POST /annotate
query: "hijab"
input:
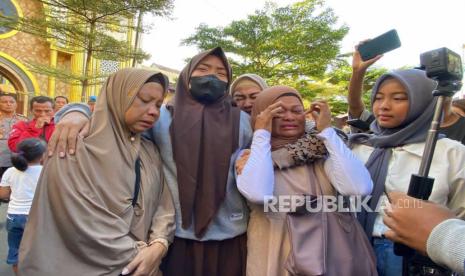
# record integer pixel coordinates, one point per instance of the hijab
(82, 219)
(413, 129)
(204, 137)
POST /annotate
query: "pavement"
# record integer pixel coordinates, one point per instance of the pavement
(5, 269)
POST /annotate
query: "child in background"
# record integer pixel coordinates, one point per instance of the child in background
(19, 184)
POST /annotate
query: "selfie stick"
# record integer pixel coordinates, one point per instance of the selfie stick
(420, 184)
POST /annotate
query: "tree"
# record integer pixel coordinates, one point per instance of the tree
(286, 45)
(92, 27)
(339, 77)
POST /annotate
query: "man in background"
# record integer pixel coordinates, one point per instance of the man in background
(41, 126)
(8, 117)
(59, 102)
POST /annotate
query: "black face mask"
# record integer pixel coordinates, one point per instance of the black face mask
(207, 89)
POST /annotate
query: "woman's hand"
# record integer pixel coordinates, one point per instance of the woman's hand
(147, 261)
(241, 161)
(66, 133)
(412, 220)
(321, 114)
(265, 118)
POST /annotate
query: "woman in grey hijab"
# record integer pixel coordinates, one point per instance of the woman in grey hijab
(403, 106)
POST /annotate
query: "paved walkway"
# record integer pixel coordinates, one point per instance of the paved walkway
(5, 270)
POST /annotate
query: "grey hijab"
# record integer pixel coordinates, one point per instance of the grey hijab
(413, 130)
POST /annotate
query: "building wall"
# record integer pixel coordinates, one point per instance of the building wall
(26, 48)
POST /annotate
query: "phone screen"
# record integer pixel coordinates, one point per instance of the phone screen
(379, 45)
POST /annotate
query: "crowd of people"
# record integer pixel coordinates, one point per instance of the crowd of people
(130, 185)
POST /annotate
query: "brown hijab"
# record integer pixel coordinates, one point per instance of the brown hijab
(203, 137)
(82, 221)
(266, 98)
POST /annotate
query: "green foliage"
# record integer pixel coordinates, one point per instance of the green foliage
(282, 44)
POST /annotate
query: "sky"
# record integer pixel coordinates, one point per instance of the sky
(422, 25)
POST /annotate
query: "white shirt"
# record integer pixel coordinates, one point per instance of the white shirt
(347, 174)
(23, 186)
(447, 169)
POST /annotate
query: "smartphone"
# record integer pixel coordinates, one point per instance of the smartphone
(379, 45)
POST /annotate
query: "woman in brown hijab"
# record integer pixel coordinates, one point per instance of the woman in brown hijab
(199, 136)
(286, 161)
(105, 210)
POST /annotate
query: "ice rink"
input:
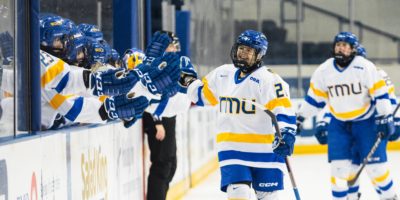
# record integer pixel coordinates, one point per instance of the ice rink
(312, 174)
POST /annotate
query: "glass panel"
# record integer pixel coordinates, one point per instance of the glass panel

◆ ◆ ◆ ◆ ◆

§ **GIVEN PROBLEM**
Output every entry word for word, but omit the pictures.

§ **RESPONSE**
POST /annotate
query: "hijab"
input:
# record integer pixel coordinates, one point per instance of the hijab
(82, 219)
(413, 129)
(204, 137)
POST /annotate
query: "pavement"
# record integer pixel coordinates, one point per instance of the pavement
(5, 269)
POST /annotate
query: "child in background"
# record integer pixel coordinates, one point per instance of the child in background
(19, 184)
POST /annotate
query: "selfie stick"
# record integer pixel coordinates, one point per instance of the selfie stick
(420, 184)
POST /annotate
query: "tree"
# record integer pixel coordinates, one point per instance of the tree
(286, 45)
(92, 27)
(339, 77)
POST /annotate
query: "man in background"
# record integer pixel coordinates, one point per instance of the man in background
(41, 126)
(8, 117)
(59, 102)
POST /annotate
query: "black face mask"
# record integer pixel coordinates, one point per instance of the black face mask
(207, 89)
POST /annotate
query: "woman's hand"
# record integer pixel coordinates, one point per instance of the woman's hand
(147, 261)
(241, 161)
(66, 133)
(412, 220)
(321, 114)
(265, 118)
POST /annotate
query: "woman in grey hijab"
# record integer pixel coordinates, one point per instance of the woman in grey hijab
(403, 106)
POST /annotate
query: "paved walkway"
# record integer pixel coordinates, one point per instance of the paved walkway
(5, 270)
POST /annotate
query: "grey hijab"
# record integer pixel coordinates, one point per instance of the grey hijab
(413, 130)
POST /annotate
query: "building wall"
# record integer pixel coordinates, one point per instance of the building wall
(26, 48)
POST /annotate
query: "phone screen"
# record integer pixel coordinates, one point per instance of the phone screen
(379, 45)
POST /annotate
query: "crowd of people"
# record integer pixel coordinates, one point per instance of the crowd of people
(130, 185)
POST /annotate
query: "brown hijab"
# record integer pixel coordinates, one point per instance of the brown hijab
(203, 137)
(82, 221)
(266, 98)
POST /annotate
query: "green foliage"
# record integer pixel coordinates, one point per instance of the green foliage
(282, 44)
POST /annotate
query: "sky"
# record integer pixel coordinates, one point per instance of the sky
(422, 25)
POST /annotate
query: "white shirt"
# record integer pixel coordinates, one point per instance of the white shirt
(347, 174)
(23, 186)
(447, 169)
POST /annotate
query: "smartphone"
# record integer pixel coordinates, one point per instance of the smartphone
(379, 45)
POST /annotate
query: "woman in brown hijab"
# record integer pixel coordinates, one point per instance of the woman in brown hijab
(199, 136)
(286, 161)
(105, 210)
POST /annotate
query: "ice rink"
input:
# record integer pixel coordinates, one point per instance of the ice rink
(312, 174)
POST /annotate
query: "glass panel"
# record integer pixel coordinates, one point per instance of the glass panel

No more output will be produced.